▶ [Your goal] Return all lines from the entries below in which the word "patch" is present.

▶ [Data records]
——————————
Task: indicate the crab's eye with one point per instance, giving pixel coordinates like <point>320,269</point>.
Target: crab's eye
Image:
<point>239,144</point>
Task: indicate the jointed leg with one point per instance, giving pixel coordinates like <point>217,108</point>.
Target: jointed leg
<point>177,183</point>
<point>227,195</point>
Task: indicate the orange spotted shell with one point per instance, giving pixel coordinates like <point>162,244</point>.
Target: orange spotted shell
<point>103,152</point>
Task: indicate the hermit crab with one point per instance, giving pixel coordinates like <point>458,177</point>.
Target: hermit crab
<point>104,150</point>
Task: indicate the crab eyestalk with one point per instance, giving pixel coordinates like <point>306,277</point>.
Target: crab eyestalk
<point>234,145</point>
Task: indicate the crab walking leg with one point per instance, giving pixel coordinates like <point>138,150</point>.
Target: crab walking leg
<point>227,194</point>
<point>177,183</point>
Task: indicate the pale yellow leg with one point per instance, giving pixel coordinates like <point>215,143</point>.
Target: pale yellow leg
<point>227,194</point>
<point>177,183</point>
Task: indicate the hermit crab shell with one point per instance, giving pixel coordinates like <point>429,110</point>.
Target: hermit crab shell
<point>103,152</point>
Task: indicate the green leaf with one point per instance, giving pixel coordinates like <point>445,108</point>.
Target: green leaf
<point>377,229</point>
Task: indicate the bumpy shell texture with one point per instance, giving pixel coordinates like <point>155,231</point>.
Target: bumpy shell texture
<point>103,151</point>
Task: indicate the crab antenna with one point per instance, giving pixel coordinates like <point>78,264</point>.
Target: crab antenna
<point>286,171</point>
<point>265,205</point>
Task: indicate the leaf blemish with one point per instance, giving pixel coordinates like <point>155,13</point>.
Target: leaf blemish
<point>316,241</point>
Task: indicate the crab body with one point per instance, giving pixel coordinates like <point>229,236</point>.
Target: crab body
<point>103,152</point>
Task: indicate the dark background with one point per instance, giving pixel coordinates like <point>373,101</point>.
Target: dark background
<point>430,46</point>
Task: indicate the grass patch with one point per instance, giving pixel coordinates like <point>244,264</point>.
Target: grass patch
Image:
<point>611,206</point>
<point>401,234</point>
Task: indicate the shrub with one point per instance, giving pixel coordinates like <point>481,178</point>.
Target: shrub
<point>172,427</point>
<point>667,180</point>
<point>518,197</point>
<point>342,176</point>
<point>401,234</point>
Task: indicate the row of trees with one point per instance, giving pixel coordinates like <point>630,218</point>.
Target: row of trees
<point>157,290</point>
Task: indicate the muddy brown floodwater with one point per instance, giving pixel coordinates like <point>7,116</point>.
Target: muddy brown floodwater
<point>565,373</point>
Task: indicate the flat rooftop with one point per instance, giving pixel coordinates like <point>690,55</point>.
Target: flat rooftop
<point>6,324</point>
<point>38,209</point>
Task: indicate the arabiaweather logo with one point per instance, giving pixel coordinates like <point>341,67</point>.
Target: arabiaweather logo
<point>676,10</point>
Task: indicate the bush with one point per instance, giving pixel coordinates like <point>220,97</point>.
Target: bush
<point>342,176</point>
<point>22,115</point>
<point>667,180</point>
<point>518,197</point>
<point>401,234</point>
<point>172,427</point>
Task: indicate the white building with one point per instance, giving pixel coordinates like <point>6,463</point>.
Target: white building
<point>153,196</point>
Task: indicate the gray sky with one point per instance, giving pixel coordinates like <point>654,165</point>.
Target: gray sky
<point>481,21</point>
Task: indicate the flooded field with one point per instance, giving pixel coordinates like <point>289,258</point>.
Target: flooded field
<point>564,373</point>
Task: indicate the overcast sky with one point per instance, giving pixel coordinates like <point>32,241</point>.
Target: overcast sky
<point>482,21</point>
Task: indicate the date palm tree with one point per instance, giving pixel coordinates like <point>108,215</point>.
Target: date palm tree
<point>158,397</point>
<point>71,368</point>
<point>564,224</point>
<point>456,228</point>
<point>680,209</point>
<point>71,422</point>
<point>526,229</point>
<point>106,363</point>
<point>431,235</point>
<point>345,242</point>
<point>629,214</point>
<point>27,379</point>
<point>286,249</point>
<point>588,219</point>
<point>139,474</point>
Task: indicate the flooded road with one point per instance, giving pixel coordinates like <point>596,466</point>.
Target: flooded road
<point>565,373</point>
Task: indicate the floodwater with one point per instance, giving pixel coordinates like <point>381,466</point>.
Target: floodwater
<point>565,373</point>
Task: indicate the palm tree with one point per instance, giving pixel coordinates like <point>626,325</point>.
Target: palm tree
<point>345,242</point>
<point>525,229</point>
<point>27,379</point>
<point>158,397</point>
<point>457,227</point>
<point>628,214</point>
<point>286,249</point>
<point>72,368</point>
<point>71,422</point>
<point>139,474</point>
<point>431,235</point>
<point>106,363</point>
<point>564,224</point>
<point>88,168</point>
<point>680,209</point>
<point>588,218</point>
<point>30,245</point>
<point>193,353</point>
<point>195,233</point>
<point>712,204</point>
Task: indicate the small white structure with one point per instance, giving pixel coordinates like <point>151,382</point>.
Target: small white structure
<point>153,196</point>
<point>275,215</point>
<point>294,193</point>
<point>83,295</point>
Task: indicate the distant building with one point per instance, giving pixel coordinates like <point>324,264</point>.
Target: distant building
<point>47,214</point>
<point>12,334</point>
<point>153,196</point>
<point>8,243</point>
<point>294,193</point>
——————————
▶ [Task response]
Task: indicate the grass patch with one point per instance, giving pixel coordinates like <point>244,264</point>.
Target: grass patch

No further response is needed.